* **TEXT BLOCK**
— begin —
Lyceum 2021 | Together Towards Tomorrow
Ruden AS has developed an innovative method that uses existing data and technology from the oil industry, combined with applied hydrogeology to search for water in regions of water scarcity.
This is known as the Search Model. Helene will present about a project commissioned by the Norwegian Ministry of Foreign Affairs, in which the Search Model has been successfully applied in Tanzania and used to discover freshwater indications in Somalia.
Helene Ree Ruden
CFO & Project Manager, Ruden AS
(relaxed electronic music)
<v ->My name is Helena Ree,</v>
and I work for a company called Ruden AS from Norway.
Thank you so much Seequent and Lyceum for having me here,
I’m very excited to share this exciting project with you
on how we use data and technology
to identify until now hidden,
deep, fresh groundwater resources.
This presentation will take you through
how we work with old and new data to do this work.
The oil industry and hydrogeology have many common features,
but they have been separated for a long time,
and in Ruden we think it’s a shame
not to use this valuable data from the oil industry
for the greater good.
So we combine these two
by taking competence and information from the oil industry
to get a better understanding of the subsurface
and the resources currently present there.
So by recycling technology,
data and competence from the oil industry,
this enables us to look for other resources than oil.
— end —
* **PROVIDED INFORMATION**
— begin —
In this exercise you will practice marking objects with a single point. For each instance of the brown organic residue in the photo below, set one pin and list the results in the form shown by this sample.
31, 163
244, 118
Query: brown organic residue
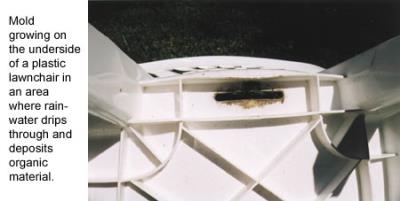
249, 94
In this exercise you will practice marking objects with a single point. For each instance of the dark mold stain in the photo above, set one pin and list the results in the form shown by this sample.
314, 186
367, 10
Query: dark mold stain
— end —
Rewrite the Lyceum talk text from "Lyceum 2021 |" up to and including "(relaxed electronic music)", putting "Groundwater Search Model" wherever "Search Model" occurs.

* **WRITTEN SOLUTION**
Lyceum 2021 | Together Towards Tomorrow
Ruden AS has developed an innovative method that uses existing data and technology from the oil industry, combined with applied hydrogeology to search for water in regions of water scarcity.
This is known as the Groundwater Search Model. Helene will present about a project commissioned by the Norwegian Ministry of Foreign Affairs, in which the Groundwater Search Model has been successfully applied in Tanzania and used to discover freshwater indications in Somalia.
Helene Ree Ruden
CFO & Project Manager, Ruden AS
(relaxed electronic music)